● **Assignment**
Please report how many lines in the records below contain "small". Reply with the number alone.
........
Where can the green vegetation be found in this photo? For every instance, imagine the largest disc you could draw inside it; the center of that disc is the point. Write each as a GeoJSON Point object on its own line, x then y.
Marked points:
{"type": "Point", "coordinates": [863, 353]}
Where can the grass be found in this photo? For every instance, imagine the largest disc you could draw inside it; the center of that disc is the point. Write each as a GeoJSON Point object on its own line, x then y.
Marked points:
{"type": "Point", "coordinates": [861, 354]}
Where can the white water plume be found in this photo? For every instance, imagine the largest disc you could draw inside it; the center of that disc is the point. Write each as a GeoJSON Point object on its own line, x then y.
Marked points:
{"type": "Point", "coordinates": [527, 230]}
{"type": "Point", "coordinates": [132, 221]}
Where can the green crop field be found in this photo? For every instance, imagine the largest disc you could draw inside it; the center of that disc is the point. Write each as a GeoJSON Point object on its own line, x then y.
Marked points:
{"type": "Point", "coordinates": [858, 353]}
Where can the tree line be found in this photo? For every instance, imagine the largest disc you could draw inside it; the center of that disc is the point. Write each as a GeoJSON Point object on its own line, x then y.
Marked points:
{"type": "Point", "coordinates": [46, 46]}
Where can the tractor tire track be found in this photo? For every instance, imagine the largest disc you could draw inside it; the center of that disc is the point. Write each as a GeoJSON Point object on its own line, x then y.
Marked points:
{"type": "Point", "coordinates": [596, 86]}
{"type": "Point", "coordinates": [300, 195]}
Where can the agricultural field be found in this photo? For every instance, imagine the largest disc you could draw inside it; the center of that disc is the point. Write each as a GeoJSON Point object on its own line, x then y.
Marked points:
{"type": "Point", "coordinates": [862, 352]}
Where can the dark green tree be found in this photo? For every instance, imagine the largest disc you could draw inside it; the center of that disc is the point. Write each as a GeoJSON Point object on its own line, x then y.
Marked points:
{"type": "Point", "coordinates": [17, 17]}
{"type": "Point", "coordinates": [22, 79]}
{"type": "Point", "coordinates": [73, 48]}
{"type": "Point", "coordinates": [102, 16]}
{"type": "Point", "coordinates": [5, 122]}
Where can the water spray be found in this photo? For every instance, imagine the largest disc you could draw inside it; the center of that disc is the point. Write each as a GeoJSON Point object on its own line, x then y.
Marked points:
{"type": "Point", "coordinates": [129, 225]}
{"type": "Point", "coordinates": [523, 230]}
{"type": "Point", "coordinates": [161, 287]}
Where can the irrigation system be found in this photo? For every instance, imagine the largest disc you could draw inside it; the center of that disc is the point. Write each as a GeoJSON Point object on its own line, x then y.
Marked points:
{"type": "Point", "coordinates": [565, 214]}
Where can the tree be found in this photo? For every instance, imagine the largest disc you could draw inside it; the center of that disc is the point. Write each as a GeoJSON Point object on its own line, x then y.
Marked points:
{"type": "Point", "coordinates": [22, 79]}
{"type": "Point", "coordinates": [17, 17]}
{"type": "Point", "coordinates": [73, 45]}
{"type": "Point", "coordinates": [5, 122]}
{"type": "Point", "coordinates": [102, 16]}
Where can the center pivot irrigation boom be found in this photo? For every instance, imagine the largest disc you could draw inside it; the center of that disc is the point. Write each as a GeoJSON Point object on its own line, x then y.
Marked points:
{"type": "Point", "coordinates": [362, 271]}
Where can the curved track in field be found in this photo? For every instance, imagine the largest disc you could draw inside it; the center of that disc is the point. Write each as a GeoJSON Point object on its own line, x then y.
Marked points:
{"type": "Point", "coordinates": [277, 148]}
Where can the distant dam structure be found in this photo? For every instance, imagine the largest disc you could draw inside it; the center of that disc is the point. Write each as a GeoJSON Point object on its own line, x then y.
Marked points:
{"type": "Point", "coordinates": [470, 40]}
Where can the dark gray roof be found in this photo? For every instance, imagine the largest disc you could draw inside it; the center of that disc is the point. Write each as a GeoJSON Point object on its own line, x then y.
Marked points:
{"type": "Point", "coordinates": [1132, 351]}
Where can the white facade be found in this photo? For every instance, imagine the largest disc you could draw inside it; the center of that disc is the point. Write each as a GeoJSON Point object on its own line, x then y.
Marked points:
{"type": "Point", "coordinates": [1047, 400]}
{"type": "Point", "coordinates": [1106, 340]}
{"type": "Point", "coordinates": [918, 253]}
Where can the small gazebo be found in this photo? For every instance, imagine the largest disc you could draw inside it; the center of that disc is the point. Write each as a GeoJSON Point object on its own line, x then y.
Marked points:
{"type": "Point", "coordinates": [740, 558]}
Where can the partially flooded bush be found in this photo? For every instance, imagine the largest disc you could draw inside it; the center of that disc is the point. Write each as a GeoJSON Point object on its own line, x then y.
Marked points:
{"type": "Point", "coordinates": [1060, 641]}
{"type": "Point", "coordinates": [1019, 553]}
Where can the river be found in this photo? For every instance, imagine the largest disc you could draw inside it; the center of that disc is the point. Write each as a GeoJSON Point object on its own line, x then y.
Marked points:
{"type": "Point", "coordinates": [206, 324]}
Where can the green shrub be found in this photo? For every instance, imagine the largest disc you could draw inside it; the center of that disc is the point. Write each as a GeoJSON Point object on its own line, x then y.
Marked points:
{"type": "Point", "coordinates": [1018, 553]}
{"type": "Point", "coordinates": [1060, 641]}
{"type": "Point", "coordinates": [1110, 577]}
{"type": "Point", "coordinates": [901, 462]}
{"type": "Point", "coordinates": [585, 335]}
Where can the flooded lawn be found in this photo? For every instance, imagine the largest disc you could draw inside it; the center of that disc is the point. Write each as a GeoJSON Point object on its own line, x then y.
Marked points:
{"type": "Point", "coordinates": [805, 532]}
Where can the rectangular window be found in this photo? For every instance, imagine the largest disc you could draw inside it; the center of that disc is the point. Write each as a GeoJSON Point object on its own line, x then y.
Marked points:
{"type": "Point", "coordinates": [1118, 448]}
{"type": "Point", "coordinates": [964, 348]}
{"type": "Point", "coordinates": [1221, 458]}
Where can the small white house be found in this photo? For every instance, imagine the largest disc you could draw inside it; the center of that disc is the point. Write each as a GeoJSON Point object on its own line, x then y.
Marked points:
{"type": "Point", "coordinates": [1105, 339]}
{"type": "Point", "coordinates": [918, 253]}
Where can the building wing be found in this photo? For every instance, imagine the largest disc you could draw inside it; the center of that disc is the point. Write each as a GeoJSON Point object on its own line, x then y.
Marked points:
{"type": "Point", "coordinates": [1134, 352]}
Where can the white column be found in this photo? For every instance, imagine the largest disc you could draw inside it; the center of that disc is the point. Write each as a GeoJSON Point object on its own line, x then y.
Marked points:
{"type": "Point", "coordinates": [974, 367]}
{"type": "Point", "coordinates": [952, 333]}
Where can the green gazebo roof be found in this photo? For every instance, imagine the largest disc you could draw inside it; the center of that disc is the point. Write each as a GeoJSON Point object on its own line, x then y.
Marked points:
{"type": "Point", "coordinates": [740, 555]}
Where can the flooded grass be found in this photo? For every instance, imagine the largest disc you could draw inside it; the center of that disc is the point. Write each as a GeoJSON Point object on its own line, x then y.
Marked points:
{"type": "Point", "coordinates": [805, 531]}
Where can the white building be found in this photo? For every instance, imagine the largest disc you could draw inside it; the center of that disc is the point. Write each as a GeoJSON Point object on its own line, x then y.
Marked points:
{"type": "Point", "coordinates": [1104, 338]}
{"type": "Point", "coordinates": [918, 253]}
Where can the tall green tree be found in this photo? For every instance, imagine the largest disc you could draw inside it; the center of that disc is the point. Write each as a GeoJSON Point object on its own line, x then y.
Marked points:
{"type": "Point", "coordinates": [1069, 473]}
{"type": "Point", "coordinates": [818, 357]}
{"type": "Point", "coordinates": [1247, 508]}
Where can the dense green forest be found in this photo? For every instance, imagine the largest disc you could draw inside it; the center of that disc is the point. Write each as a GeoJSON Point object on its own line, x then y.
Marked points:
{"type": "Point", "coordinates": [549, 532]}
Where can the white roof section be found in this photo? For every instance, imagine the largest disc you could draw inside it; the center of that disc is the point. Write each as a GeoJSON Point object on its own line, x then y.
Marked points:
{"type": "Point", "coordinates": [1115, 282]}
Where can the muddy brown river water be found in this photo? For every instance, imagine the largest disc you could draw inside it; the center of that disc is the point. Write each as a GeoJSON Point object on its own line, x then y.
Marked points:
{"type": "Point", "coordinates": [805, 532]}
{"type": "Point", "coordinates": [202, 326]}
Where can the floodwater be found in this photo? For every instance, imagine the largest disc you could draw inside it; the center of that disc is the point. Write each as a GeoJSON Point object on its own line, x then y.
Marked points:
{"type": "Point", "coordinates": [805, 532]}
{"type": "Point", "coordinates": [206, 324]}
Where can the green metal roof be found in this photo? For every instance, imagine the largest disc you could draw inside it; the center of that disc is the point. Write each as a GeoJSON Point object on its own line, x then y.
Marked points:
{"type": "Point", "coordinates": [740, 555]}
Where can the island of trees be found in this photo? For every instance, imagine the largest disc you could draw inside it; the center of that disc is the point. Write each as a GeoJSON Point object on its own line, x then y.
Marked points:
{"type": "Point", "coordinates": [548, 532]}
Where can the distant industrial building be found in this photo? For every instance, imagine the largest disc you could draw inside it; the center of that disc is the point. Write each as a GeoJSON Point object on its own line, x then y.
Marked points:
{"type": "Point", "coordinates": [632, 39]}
........
● **Expected answer**
2